Source records

=-=-=-=-=

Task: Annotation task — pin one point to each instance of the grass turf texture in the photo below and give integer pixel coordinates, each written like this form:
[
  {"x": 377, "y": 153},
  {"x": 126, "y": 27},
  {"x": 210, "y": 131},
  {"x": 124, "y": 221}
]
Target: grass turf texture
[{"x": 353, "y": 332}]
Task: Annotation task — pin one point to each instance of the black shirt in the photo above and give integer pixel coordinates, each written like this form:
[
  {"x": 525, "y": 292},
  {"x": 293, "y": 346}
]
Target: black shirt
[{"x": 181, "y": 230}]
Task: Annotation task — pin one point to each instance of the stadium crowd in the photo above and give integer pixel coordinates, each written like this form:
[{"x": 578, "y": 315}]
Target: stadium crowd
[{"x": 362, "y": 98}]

=-=-=-=-=

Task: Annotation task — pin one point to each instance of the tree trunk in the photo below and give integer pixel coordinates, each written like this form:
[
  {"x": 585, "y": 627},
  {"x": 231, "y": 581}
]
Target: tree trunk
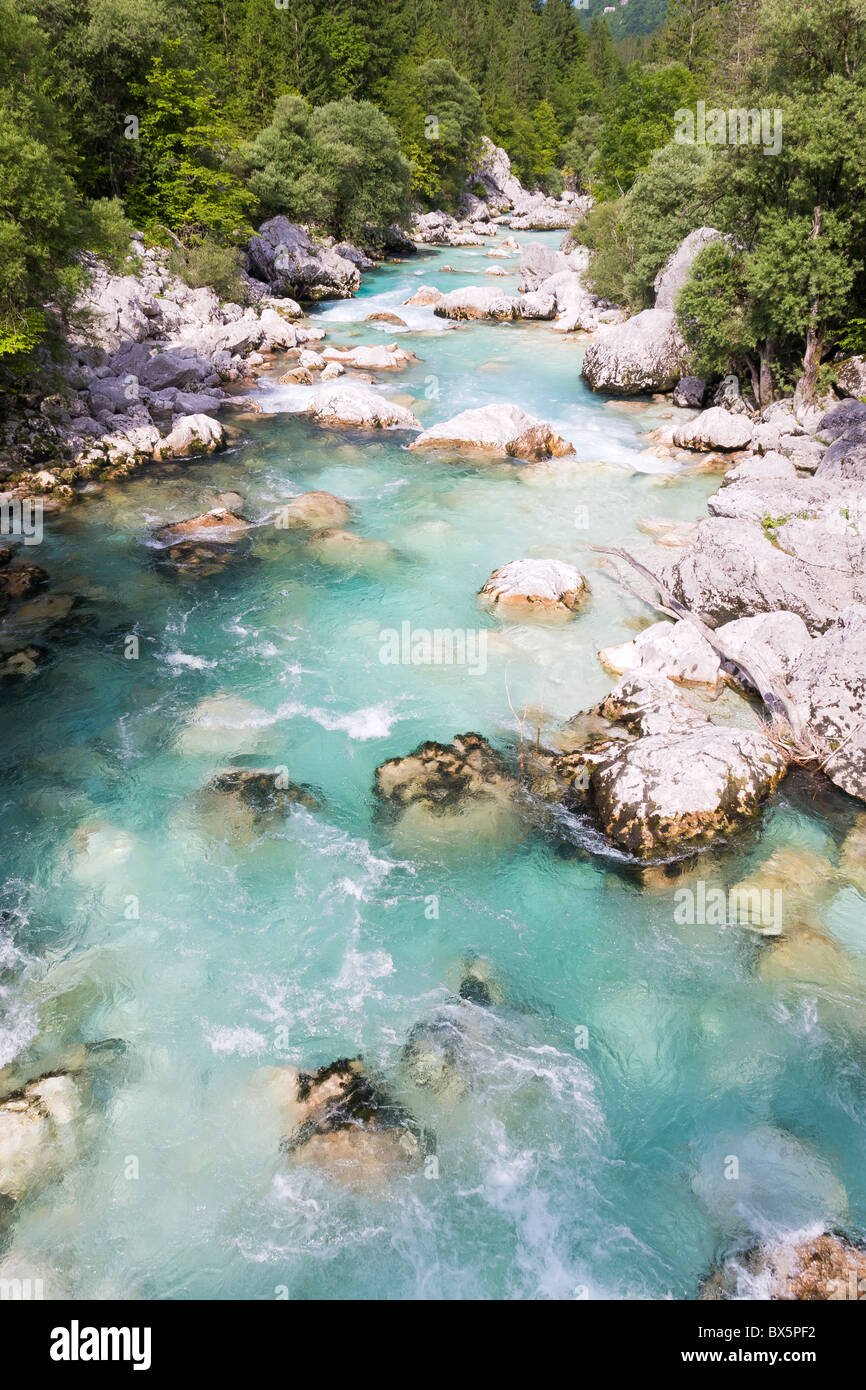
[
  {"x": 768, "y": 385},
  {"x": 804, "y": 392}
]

=-=-=-=-=

Find each line in the data above that contains the word "turf", and copy those lines out.

TASK RESULT:
Task: Annotation task — pin one point to each instance of the grass turf texture in the photo below and give integer pixel coordinates, each written like this form:
Target: grass turf texture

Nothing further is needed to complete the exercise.